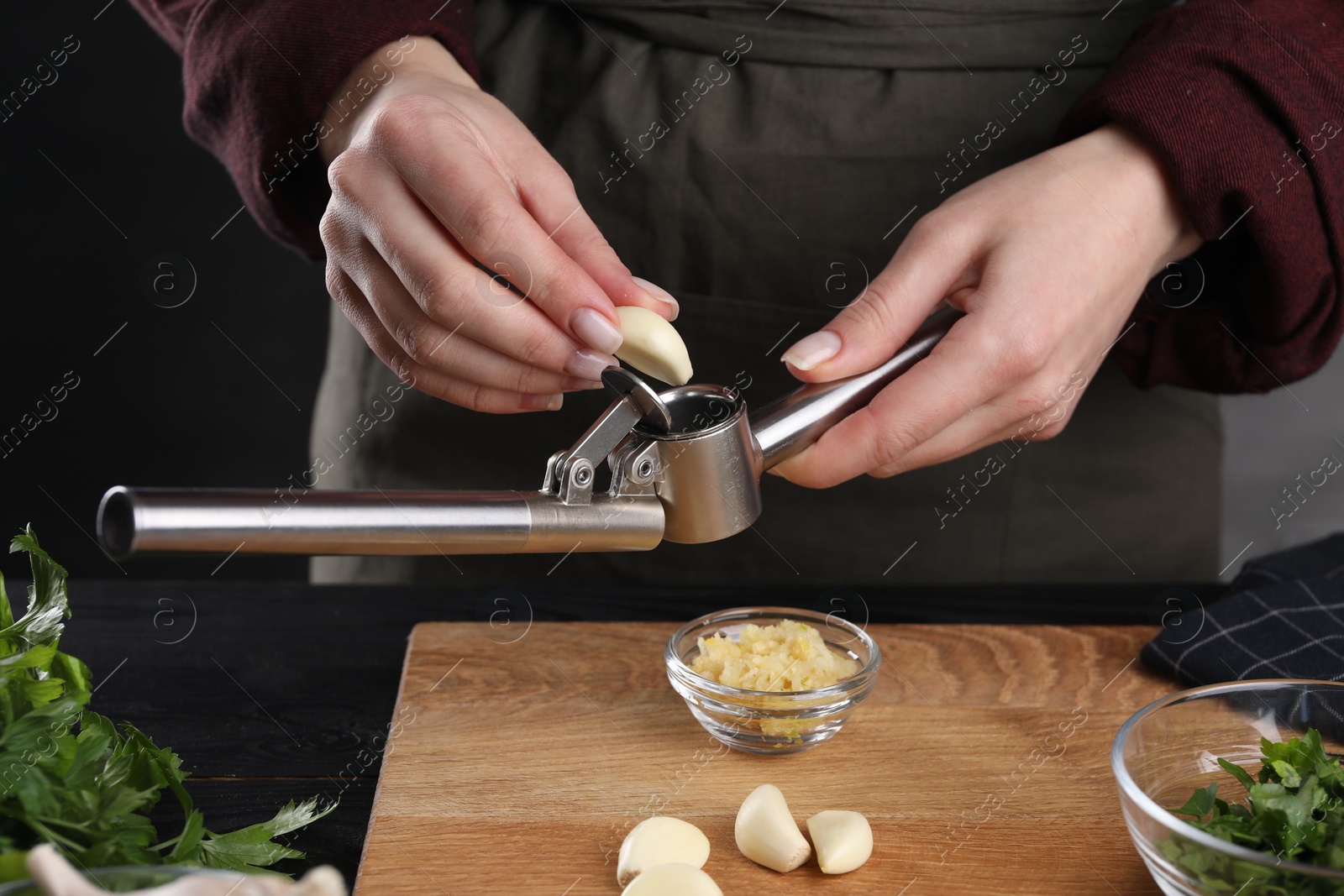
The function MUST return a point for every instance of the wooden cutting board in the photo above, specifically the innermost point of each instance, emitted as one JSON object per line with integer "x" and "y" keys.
{"x": 517, "y": 763}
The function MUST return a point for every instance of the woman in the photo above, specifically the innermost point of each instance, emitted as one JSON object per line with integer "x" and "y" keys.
{"x": 761, "y": 161}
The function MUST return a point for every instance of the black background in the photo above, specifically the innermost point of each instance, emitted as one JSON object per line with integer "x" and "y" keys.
{"x": 100, "y": 177}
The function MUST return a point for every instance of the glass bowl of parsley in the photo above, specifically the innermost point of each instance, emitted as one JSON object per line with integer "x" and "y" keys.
{"x": 1238, "y": 789}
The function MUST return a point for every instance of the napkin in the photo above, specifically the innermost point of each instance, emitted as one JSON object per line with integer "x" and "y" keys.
{"x": 1281, "y": 618}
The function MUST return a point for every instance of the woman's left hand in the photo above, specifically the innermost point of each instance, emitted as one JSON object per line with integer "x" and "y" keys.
{"x": 1047, "y": 258}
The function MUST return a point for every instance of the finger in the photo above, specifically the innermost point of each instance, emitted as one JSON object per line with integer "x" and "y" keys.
{"x": 987, "y": 426}
{"x": 452, "y": 291}
{"x": 441, "y": 160}
{"x": 918, "y": 405}
{"x": 932, "y": 262}
{"x": 449, "y": 351}
{"x": 548, "y": 192}
{"x": 477, "y": 398}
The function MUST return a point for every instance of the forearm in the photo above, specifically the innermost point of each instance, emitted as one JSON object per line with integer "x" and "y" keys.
{"x": 1240, "y": 102}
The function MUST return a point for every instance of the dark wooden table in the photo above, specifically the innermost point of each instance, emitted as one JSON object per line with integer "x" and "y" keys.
{"x": 276, "y": 692}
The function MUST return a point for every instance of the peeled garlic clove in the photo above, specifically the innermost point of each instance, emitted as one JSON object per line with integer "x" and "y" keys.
{"x": 652, "y": 345}
{"x": 672, "y": 879}
{"x": 766, "y": 832}
{"x": 658, "y": 841}
{"x": 843, "y": 840}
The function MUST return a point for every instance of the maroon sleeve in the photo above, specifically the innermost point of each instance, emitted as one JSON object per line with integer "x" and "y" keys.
{"x": 1243, "y": 101}
{"x": 259, "y": 76}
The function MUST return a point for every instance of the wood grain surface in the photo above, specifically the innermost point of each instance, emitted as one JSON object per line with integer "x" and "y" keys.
{"x": 517, "y": 762}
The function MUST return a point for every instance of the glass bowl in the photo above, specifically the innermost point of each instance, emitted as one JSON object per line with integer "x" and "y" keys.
{"x": 1171, "y": 747}
{"x": 772, "y": 721}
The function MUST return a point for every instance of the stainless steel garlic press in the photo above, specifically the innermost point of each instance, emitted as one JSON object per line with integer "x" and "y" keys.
{"x": 685, "y": 465}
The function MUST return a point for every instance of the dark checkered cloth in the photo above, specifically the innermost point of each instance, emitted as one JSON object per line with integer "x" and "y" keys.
{"x": 1281, "y": 618}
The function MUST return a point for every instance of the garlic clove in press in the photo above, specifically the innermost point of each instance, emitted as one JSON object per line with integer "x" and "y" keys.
{"x": 652, "y": 345}
{"x": 658, "y": 841}
{"x": 843, "y": 840}
{"x": 766, "y": 833}
{"x": 672, "y": 879}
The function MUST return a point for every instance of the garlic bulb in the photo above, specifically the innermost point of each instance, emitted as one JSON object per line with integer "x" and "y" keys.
{"x": 658, "y": 841}
{"x": 843, "y": 840}
{"x": 672, "y": 879}
{"x": 652, "y": 345}
{"x": 766, "y": 833}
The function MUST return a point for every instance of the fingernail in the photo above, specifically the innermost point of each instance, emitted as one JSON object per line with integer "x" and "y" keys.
{"x": 593, "y": 328}
{"x": 659, "y": 293}
{"x": 589, "y": 364}
{"x": 813, "y": 349}
{"x": 542, "y": 402}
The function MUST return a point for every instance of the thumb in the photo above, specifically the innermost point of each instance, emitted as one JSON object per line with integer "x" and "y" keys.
{"x": 554, "y": 204}
{"x": 875, "y": 325}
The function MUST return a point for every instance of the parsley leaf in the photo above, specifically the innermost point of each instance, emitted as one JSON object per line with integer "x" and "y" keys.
{"x": 1294, "y": 810}
{"x": 71, "y": 778}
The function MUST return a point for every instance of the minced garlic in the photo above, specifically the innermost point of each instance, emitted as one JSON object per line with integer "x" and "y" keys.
{"x": 788, "y": 656}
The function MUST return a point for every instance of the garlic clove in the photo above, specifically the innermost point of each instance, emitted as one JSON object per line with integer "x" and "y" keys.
{"x": 766, "y": 833}
{"x": 843, "y": 840}
{"x": 658, "y": 841}
{"x": 672, "y": 879}
{"x": 652, "y": 345}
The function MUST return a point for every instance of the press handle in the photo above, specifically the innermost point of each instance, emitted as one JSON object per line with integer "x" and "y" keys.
{"x": 793, "y": 422}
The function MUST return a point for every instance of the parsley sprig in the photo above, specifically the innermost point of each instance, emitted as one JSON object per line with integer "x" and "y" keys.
{"x": 71, "y": 778}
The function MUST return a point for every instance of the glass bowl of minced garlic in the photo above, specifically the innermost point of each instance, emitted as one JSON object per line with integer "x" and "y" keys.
{"x": 772, "y": 680}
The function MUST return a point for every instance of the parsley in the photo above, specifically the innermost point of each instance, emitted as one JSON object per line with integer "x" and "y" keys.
{"x": 71, "y": 778}
{"x": 1294, "y": 810}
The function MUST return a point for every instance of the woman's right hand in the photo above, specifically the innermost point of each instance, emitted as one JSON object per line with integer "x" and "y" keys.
{"x": 429, "y": 176}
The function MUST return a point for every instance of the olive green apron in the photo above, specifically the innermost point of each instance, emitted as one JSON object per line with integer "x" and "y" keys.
{"x": 763, "y": 160}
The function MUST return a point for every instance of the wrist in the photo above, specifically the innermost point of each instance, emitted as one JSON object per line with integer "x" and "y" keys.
{"x": 381, "y": 76}
{"x": 1159, "y": 217}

*Objective*. Return the lines above, from the one containing "the woman's right" to the end, exactly as they stand.

*Finished exercise*.
The function MUST return a point for every instance of the woman's right hand in the photo above, specifically the innermost point of each instance, emitted as one JSON object per line with integer "x" and "y" keys.
{"x": 429, "y": 176}
The function MUST return a point for every instance of the olive green apron in the photo above, specifically the innermost point of each instance, emitted as one JSON object per line with integer "x" and "y" keys.
{"x": 763, "y": 160}
The function MUST return a point for every instance of the wrist in the photo above, specifically the innermost point of each instance, emitted as one JSON object per line with integer "x" and "y" keys.
{"x": 381, "y": 76}
{"x": 1159, "y": 217}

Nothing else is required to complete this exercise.